INSTRUCTIONS TO FOLLOW = In the excerpt about the hospital, which robot was used when the hospital became the first public facility in Africa to have assisted robotic surgery?

EXCERPT TO READ =
*** Begin section ***
Achievements in Challenging Times
She reflected that the pandemic has put the health of the hospital’s own employees starkly in the spotlight. “Our staff had truly been the heroes of the pandemic. Despite fears for their own health and that of their families, despite having lost loved ones and despite becoming ill themselves, they remained true to their professions and continued to treat our patients.”
The need for self-care and support was so evident that the hospital appointed a psychologist and an occupational therapist, who together with other counsellors and the Psychiatry team had spoken to the staff every day either individually or as teams. “This has proven to be so beneficial that post-Covid, we decided to open a wellness centre for our staff that includes the psychological support aspects, but also a small gym, yoga and many other activities for their health.”
Despite the grave circumstances, much has also been achieved over the last year. Early in 2022, the hospital became the first public facility in Africa to have assisted robotic surgery with the da Vinci Xi robot. Dr Patel explained that surgeons have been trained to perform not only urological procedures but also gynaecological, colorectal, and cardiothoracic procedures.
*** End section ***
(Dataset items)
*** Begin section ***
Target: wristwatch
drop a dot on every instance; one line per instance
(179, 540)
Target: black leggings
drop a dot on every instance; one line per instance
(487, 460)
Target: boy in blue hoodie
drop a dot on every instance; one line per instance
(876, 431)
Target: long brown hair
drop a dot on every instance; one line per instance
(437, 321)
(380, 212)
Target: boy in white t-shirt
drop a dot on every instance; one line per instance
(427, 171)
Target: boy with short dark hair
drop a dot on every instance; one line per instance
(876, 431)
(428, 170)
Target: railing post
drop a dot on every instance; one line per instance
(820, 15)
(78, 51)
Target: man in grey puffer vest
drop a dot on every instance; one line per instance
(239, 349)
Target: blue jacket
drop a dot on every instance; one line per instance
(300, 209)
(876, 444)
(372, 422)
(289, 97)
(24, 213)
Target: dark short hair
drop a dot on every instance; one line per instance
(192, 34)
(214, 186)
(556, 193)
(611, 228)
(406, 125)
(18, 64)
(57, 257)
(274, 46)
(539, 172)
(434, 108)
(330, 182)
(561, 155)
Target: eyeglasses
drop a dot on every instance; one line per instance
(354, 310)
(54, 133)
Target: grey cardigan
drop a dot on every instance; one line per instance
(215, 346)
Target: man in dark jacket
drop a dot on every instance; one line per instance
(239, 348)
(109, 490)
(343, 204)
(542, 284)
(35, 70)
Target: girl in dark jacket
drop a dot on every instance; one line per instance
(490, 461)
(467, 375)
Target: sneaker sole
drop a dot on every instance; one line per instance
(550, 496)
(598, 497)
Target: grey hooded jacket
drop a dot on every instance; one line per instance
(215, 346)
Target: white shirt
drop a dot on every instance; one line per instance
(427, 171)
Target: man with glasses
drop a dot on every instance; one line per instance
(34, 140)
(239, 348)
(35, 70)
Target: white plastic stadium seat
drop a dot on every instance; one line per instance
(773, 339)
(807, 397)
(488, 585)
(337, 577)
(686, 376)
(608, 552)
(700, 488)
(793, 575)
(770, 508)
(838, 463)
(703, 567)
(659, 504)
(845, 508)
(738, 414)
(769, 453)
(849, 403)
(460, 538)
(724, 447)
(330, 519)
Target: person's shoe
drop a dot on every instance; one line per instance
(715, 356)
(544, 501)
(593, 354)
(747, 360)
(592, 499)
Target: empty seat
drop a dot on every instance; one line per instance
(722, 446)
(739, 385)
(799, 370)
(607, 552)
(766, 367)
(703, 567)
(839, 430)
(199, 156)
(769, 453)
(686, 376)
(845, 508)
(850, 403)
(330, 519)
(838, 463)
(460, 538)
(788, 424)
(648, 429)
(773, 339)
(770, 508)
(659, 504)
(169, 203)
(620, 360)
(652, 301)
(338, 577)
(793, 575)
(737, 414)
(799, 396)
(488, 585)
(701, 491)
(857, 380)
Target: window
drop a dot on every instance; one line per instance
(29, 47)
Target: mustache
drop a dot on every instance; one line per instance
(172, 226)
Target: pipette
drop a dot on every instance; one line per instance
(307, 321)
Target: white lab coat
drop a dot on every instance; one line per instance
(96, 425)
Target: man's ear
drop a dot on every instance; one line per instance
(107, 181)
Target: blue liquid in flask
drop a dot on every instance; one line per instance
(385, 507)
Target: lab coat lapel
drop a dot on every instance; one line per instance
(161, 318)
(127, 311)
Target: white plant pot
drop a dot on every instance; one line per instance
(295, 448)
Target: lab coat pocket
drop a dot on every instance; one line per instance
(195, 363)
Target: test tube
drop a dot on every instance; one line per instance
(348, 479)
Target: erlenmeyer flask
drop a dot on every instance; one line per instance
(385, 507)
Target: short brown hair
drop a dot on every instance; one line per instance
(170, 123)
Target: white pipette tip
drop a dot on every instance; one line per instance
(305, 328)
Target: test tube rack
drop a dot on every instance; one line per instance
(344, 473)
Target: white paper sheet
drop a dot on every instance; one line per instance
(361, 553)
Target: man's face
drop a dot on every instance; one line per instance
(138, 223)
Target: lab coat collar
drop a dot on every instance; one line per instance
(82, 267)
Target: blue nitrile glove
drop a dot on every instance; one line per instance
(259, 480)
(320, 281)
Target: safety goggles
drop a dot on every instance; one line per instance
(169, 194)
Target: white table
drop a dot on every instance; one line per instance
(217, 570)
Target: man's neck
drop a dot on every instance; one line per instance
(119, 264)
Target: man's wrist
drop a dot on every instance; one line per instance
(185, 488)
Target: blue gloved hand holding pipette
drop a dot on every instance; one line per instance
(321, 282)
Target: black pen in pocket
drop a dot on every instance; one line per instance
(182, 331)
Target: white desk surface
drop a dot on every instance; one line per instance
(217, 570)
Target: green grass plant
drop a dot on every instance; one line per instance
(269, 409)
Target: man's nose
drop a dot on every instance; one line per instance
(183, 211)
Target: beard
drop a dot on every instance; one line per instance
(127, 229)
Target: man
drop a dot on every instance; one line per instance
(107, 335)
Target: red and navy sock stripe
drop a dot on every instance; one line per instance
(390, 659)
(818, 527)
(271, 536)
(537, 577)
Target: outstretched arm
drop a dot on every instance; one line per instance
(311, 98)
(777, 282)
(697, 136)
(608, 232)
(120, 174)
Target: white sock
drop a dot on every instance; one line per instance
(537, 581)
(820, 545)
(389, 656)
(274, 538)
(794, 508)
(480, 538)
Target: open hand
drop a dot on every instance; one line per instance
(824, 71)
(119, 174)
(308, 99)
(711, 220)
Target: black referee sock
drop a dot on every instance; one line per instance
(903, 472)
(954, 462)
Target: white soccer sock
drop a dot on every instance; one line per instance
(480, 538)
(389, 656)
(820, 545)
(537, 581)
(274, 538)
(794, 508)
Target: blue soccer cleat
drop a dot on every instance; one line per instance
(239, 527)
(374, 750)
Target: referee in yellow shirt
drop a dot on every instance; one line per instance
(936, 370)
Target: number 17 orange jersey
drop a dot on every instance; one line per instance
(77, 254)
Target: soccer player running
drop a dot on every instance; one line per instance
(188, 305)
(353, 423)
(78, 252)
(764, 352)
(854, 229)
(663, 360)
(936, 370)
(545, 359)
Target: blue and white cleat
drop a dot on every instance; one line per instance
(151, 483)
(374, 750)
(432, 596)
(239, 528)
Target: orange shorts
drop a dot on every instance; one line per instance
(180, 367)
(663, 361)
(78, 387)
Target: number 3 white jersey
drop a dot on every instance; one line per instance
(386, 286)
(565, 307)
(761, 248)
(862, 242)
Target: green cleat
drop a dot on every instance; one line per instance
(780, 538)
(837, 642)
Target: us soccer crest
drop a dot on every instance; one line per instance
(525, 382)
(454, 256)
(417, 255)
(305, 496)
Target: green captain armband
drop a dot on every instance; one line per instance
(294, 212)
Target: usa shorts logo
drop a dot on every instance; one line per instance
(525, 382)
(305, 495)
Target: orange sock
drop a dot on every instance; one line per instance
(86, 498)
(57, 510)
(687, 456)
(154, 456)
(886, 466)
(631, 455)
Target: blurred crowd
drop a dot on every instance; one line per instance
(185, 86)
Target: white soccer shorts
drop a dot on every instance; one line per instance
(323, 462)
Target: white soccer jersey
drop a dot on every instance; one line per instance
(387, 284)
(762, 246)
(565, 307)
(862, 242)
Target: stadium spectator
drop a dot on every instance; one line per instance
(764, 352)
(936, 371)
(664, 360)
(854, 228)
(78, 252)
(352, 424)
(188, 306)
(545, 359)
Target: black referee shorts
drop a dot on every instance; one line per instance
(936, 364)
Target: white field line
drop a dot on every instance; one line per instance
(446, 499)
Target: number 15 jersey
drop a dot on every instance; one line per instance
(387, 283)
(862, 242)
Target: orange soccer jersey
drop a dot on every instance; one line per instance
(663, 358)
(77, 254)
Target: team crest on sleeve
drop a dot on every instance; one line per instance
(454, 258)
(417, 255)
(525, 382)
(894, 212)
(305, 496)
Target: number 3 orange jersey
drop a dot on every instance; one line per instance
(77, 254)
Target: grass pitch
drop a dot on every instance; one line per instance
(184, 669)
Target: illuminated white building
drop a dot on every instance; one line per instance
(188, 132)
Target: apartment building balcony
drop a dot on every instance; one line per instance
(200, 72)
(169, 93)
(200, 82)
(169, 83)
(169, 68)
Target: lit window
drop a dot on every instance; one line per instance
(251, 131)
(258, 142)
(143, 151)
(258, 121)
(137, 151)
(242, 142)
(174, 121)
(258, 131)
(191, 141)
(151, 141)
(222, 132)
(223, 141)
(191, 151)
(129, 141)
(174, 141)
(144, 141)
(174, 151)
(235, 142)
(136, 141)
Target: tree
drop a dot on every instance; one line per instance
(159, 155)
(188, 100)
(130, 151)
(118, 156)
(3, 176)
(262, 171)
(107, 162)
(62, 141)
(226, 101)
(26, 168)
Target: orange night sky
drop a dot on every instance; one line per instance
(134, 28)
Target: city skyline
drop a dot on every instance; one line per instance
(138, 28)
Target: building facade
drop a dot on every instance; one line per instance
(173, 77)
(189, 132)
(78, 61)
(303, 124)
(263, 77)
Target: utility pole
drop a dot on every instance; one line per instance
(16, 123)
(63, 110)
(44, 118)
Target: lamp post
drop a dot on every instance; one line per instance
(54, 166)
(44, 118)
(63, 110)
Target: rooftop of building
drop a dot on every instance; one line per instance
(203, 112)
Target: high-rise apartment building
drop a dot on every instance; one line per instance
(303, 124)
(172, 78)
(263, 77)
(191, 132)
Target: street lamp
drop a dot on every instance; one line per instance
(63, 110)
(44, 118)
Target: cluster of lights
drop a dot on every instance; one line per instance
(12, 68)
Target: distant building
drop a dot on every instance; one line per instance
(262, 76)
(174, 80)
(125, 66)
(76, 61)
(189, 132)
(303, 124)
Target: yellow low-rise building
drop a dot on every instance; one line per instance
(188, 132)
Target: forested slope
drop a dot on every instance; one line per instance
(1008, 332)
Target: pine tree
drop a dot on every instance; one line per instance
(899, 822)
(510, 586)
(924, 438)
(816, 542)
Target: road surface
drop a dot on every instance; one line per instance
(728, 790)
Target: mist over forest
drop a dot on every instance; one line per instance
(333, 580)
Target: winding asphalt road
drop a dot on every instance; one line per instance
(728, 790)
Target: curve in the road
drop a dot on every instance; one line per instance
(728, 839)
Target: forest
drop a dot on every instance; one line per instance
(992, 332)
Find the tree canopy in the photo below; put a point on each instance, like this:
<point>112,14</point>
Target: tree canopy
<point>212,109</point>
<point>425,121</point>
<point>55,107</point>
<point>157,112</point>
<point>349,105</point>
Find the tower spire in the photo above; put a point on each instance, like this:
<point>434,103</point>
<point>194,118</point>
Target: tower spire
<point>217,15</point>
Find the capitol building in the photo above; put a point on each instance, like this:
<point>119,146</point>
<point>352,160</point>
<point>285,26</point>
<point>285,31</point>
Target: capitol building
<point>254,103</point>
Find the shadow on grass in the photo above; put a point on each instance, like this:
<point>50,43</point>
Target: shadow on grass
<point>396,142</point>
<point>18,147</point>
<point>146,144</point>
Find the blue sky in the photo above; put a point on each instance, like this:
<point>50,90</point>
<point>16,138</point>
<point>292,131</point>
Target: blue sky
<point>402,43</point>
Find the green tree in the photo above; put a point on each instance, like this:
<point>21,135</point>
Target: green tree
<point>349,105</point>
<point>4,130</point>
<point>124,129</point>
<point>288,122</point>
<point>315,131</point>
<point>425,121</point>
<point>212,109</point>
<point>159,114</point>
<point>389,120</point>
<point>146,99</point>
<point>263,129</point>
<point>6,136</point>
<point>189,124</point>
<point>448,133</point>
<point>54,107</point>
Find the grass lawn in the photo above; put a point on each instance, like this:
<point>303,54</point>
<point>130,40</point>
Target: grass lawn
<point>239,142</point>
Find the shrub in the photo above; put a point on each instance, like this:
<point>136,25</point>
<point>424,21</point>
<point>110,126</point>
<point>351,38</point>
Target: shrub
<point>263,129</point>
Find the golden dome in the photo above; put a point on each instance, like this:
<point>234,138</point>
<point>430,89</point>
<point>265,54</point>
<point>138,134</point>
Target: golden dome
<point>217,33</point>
*** End section ***
SOLUTION = The da Vinci Xi robot.